* Records for this exercise:
>>>>>
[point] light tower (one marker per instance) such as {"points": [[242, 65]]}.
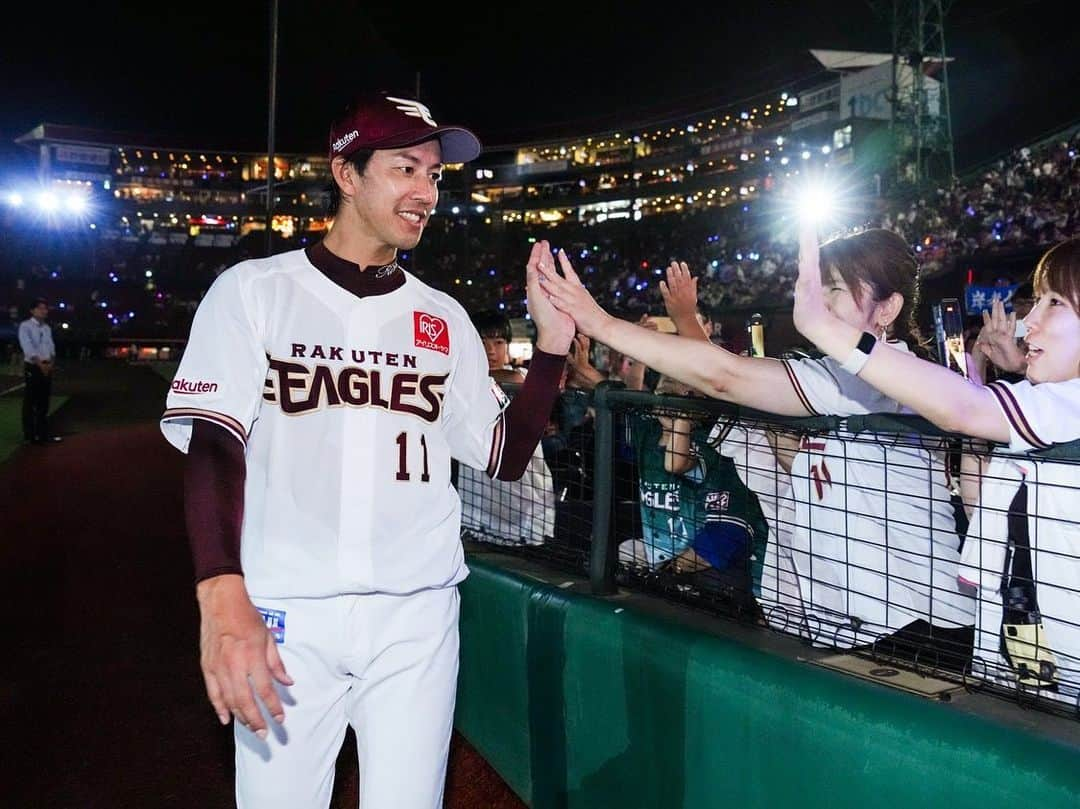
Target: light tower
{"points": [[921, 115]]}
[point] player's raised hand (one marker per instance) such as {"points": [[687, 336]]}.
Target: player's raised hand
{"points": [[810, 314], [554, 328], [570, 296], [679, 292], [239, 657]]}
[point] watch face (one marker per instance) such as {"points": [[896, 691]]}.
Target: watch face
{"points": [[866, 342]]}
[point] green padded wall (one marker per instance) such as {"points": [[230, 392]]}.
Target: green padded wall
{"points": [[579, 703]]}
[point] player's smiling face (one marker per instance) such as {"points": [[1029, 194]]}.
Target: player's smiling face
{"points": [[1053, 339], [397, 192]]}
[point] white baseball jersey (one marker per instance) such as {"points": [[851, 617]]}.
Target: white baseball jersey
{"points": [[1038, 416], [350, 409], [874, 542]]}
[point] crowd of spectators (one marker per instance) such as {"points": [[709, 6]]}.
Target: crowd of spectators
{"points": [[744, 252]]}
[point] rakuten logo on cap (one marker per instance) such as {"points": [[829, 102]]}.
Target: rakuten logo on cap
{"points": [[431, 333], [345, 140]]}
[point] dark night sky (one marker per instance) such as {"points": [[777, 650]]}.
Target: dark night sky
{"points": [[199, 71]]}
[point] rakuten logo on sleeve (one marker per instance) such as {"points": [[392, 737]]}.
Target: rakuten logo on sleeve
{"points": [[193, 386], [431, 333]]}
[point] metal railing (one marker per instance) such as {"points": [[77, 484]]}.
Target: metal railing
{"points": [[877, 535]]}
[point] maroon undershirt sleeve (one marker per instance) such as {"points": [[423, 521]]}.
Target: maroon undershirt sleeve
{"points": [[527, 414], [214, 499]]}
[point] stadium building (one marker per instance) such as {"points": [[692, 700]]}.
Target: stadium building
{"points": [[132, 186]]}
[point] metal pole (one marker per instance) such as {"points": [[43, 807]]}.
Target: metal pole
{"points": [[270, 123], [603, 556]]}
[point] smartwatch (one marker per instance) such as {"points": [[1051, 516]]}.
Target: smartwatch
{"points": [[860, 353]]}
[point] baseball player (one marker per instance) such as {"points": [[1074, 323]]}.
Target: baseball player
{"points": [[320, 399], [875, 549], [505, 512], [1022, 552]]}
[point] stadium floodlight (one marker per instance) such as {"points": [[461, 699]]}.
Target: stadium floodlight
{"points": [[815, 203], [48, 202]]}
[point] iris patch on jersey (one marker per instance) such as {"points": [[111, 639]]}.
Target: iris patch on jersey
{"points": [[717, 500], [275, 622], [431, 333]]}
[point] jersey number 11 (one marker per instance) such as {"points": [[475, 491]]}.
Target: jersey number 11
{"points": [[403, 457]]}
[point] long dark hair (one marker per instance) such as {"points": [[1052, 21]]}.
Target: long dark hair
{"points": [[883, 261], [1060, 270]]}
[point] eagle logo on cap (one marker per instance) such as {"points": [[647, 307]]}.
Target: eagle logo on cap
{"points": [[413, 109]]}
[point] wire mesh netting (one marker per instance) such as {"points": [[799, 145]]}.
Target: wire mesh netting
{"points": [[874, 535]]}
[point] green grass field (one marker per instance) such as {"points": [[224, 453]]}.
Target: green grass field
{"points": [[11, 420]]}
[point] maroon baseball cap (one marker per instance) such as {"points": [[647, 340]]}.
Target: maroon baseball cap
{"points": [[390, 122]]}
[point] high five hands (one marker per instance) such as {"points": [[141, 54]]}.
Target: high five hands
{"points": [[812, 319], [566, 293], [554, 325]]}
<<<<<
* What the exercise asks: Would you please transcribe the listing in full, exactly, while omitting the images?

* Output of the task:
[point] light tower (one marker per instance) such as {"points": [[242, 65]]}.
Target: light tower
{"points": [[921, 115]]}
[point] player's raised hand (one marker per instance) such as {"points": [[687, 336]]}.
Target: player's raised hand
{"points": [[810, 314], [554, 328], [570, 296], [679, 292], [239, 657]]}
[point] watch face (one marker per instance) such as {"points": [[896, 691]]}.
Target: watch face
{"points": [[866, 342]]}
[point] green padded wall (one marker per instance) such as {"points": [[230, 392]]}.
Target: green padded wall
{"points": [[579, 703]]}
[point] player's smiling face (one marker per instance) such as {"points": [[1029, 194]]}.
Target: player's smiling face
{"points": [[1053, 339], [397, 192]]}
[point] white baseball jersey (one marker per instance) such as {"points": [[851, 617]]}.
Target: white baseball jersey
{"points": [[1038, 416], [350, 409], [874, 542]]}
[point] crowd of spectators (one marker per instance) such as {"points": [[709, 6]]}.
Target: crowd of spectators
{"points": [[744, 252]]}
[point] rakuten logo on cap (one marker per instance) such as {"points": [[829, 102]]}.
Target: rakuten logo on cap
{"points": [[431, 333], [345, 140]]}
[point] dark night sky (one marker per instance) such as {"points": [[777, 650]]}.
Target: dark night sky
{"points": [[199, 71]]}
[point] rakuten logo on sleeve (one marker per instance) such as {"points": [[392, 737]]}.
Target: rakuten logo on sleeve
{"points": [[193, 386], [431, 333]]}
[point] metal railing (one marker per instance) such as {"points": [[77, 484]]}.
Target: metal railing
{"points": [[877, 535]]}
[point] maroon undershirt sleeve (one marker per instance) such as {"points": [[423, 521]]}.
Target: maroon undershirt sleeve
{"points": [[527, 414], [214, 499]]}
[point] stadium building (one marker per instance) such as {"points": [[692, 700]]}.
Target: stadium building
{"points": [[132, 186]]}
[point] metal pole (one marker per instance) such as {"points": [[43, 807]]}.
Target: metal pole
{"points": [[270, 123], [603, 556]]}
[point] smartwatch (one marker per instance) such as {"points": [[1051, 516]]}.
Target: smartwatch
{"points": [[860, 353]]}
[point] baseball player (one marker per instance) such as {"points": [[1074, 323]]}.
Target: baseball player
{"points": [[320, 399], [875, 549], [505, 512], [1022, 552]]}
[point] stadium floodlight (one marker per instance) such as {"points": [[461, 699]]}.
Target: stadium floodlight
{"points": [[815, 203], [48, 202]]}
[point] iris patch on jersey (one marker per instance) such as {"points": [[111, 639]]}.
Target: iris patch on jersey
{"points": [[717, 500], [275, 622], [431, 333]]}
[point] jersey number 11 (one marker per instance) such as {"points": [[475, 491]]}.
Target: jersey number 11
{"points": [[403, 457]]}
[point] long dark hair (one marker per instance) such as {"points": [[1052, 21]]}.
Target: long dark hair
{"points": [[883, 261], [1060, 270]]}
[point] eagle logo on cap (one marker per instance) such as {"points": [[647, 307]]}.
Target: eagle logo on cap
{"points": [[413, 109]]}
[point] wire mesh netting (one marker per instance) such as {"points": [[799, 145]]}.
Target: wire mesh netting
{"points": [[874, 535]]}
[point] green grass field (one marker per instance) such as {"points": [[224, 453]]}.
Target: green grass field
{"points": [[11, 420]]}
[point] maroon baseball cap (one marker per instance) such as {"points": [[647, 340]]}.
Target: maroon baseball cap
{"points": [[390, 122]]}
[point] high five hands (one marker per instance) such as {"points": [[141, 54]]}.
Target: high five hands
{"points": [[812, 319], [566, 293], [554, 325]]}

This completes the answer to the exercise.